Write out each of the rows below word for word, omitting the pictures.

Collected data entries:

"""

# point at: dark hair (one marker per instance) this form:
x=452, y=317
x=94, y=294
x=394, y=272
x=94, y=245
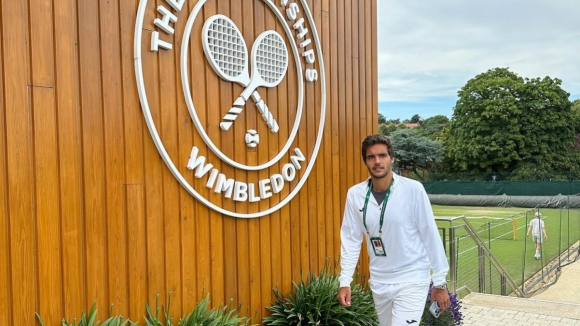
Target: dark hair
x=377, y=139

"""

# Answer in full
# point at: dark hair (one marker per instance) this form:
x=452, y=317
x=94, y=294
x=394, y=272
x=94, y=245
Target: dark hair
x=377, y=139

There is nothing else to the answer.